◆ **TASK SET**
1. In the SBU thread, what does SBU stand for in Canada?
2. Can you output everything in the SBU thread from "http://en.wikipedia.org/wiki/Flashing_rear-end_device" down to "to power it."?
3. How would you translate this sentence from the SBU thread into French: "You can roll your own much cheaper than $31."

◆ **GIVEN PASSAGE**
## Start
# Anybody make a working SBU?



## cbarm (Apr 15, 2011)

I am in search of, but am thinking that I may have to make my own, an HO scale SBU. Is there such a thing that mounts to the rear coupler? Maybe battery powered with an LED light?


----------



## Artieiii (Apr 25, 2011)

cbarm said:


> I am in search of, but am thinking that I may have to make my own, an HO scale SBU. Is there such a thing that mounts to the rear coupler? Maybe battery powered with an LED light?


I am not famil)iar with the terminology SBU. Are you referring to an EOT (end of train device? or FRED (flashing rear end device)?
If so, here is a link:
http://www.modeltrainstuff.com/Ring-Engineering-EOT-36-End-of-Train-Device-p/rng-eot36.htm
-Art


----------



## gunrunnerjohn (Nov 10, 2010)

You can roll your own much cheaper than $31.


----------



## NIMT (Jan 6, 2011)

The FRED devices, In Canada, this device is known as an SBU (Sense and Braking Unit).
Interesting reading here.
http://en.wikipedia.org/wiki/Flashing_rear-end_device


----------



## T-Man (May 16, 2008)

A t-3 LED and some epoxy would fit but would not be removable. Flashng bulbs can be purchased so you only have to decide on how to power it.


----------



## shaygetz (Sep 23, 2007)

I make mine from cheap toy flasher units...

http://misterbobsmodelworksemporium.blogspot.com/2008/08/freds-flashing-rear-end-devices.html


----------



## gunrunnerjohn (Nov 10, 2010)

Flashing LED's are about 20 cents, and all you need is a DC supply.


----------
## End
Excerpts from a point labeling dataset:
## Start
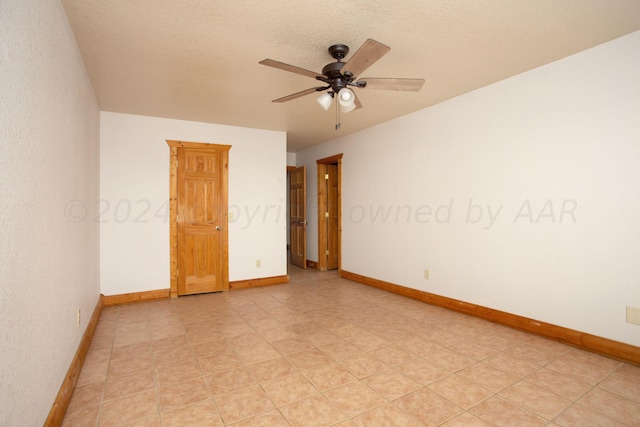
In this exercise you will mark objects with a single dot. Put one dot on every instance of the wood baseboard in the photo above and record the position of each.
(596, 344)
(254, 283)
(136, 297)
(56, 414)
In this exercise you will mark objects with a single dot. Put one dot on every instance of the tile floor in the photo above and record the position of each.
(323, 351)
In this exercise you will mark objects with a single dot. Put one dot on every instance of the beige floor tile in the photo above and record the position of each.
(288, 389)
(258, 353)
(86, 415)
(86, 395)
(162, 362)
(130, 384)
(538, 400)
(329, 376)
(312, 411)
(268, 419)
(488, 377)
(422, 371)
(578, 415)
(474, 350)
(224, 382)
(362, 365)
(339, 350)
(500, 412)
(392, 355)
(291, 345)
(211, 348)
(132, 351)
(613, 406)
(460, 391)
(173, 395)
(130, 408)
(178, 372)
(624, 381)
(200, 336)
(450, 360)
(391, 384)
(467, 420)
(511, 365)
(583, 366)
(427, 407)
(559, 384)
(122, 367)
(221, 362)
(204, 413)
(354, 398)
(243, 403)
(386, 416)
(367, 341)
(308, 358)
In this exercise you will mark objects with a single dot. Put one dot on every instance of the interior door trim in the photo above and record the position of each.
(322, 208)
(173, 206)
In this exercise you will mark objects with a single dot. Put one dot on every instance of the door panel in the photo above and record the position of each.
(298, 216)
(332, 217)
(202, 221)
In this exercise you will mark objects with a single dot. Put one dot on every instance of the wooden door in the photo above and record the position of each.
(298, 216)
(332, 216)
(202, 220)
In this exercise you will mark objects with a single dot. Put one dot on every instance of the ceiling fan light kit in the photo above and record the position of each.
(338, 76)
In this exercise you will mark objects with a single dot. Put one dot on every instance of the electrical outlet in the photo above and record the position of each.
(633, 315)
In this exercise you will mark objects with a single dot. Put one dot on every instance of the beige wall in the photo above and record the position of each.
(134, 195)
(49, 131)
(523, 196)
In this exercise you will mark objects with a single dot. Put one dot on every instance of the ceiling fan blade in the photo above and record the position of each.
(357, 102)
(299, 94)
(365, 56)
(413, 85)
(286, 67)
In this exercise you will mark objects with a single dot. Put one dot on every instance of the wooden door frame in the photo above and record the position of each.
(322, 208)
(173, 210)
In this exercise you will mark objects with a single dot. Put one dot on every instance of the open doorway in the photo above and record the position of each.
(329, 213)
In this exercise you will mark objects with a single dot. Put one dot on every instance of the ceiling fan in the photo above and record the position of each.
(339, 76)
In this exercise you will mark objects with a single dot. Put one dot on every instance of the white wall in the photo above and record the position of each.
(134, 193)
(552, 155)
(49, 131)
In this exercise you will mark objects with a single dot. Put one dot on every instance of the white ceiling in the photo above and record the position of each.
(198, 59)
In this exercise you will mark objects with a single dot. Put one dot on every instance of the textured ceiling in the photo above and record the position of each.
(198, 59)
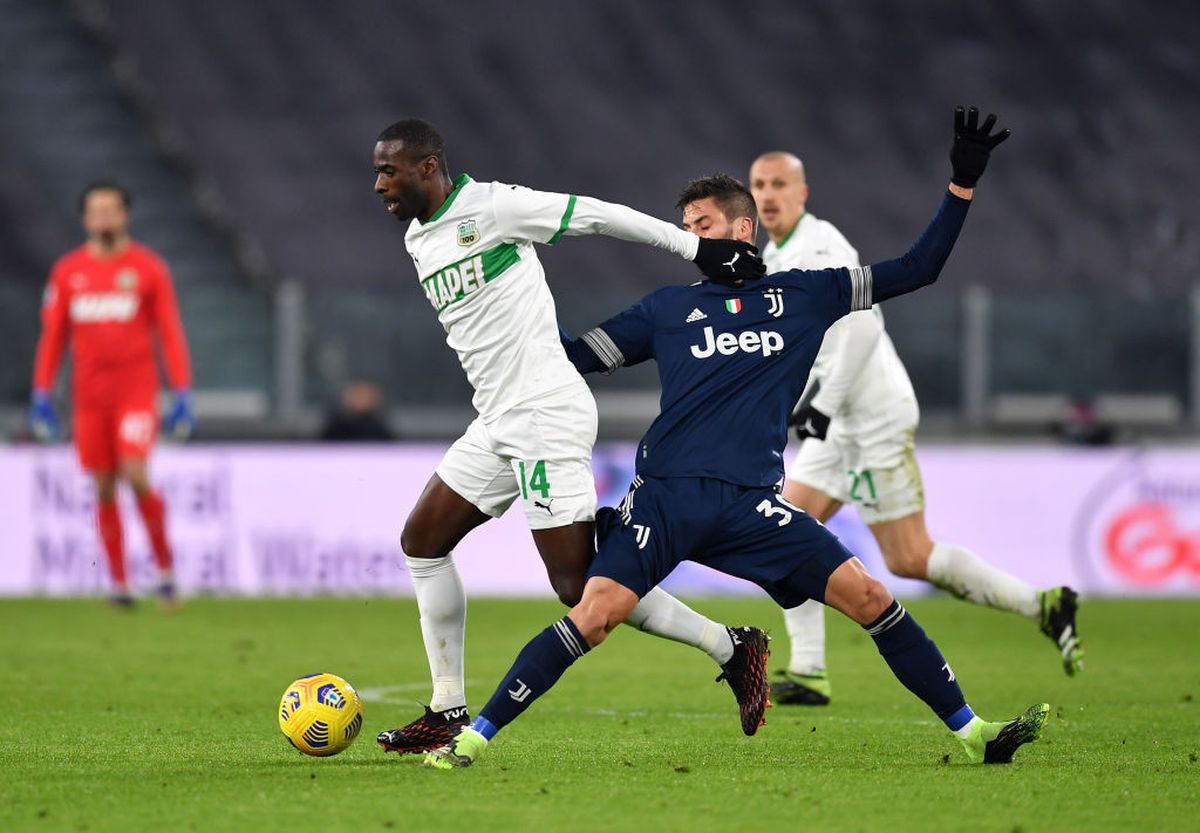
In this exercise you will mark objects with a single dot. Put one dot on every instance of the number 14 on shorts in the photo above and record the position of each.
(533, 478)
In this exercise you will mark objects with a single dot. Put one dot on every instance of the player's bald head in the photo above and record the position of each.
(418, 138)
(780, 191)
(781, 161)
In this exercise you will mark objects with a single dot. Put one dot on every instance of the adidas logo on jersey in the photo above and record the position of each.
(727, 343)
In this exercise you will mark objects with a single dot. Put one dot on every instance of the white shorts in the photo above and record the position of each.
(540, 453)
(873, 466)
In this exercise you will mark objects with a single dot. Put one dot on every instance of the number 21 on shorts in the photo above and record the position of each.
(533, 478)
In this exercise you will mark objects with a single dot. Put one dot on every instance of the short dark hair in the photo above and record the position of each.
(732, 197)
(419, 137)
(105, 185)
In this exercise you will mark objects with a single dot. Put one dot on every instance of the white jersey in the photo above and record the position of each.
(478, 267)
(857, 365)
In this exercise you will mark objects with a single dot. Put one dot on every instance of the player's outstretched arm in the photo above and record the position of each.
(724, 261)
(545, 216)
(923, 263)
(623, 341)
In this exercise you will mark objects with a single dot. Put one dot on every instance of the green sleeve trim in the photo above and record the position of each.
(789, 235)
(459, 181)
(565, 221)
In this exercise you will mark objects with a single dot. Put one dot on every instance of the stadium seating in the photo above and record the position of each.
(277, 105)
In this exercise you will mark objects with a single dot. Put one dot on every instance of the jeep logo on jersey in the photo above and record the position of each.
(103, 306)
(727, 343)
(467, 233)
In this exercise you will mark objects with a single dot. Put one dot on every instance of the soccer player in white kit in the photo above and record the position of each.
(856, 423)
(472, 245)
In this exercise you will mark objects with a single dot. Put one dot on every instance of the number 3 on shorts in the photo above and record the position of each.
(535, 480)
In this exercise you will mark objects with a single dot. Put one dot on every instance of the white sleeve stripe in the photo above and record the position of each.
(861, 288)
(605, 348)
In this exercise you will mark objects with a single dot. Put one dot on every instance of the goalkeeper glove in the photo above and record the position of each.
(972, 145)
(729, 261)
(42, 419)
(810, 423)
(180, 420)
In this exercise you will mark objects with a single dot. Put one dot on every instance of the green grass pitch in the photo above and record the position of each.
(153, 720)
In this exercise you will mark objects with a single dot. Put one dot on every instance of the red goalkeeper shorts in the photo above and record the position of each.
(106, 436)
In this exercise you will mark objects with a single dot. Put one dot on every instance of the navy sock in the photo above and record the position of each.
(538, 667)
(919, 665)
## End
◆ **COMPLETE ANSWERS**
1. Sense and Braking Unit.

2.
http://en.wikipedia.org/wiki/Flashing_rear-end_device


----------



## T-Man (May 16, 2008)

A t-3 LED and some epoxy would fit but would not be removable. Flashng bulbs can be purchased so you only have to decide on how to power it.

3. Vous pouvez fabriquer le vôtre pour beaucoup moins que 31 $.